[TO DO] Write out the data again exactly, skipping every picture.

Point placement records
########################################

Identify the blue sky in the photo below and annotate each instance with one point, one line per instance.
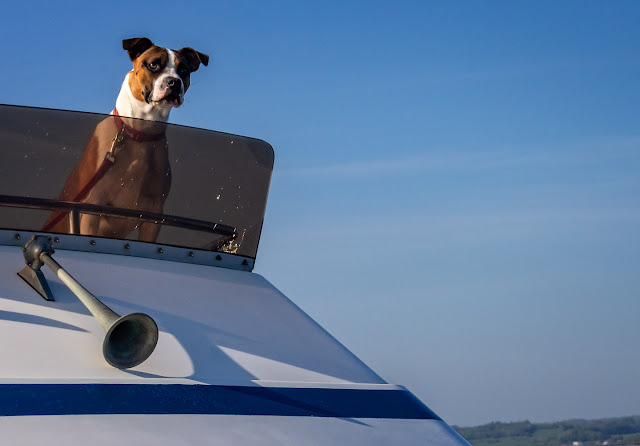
(456, 191)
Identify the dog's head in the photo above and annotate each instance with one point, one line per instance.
(161, 76)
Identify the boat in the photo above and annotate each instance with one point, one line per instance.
(109, 339)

########################################

[RESULT FOR THIS EXERCISE]
Identify the blue sky in the photo below and annotate each instance with one point, one line per instance.
(456, 191)
Identify the dog's head in the photo above and annotate each instance with one point, one line per instance.
(161, 76)
Identify the boat in the photo above and annotate each instance with one point, one line per instance.
(109, 339)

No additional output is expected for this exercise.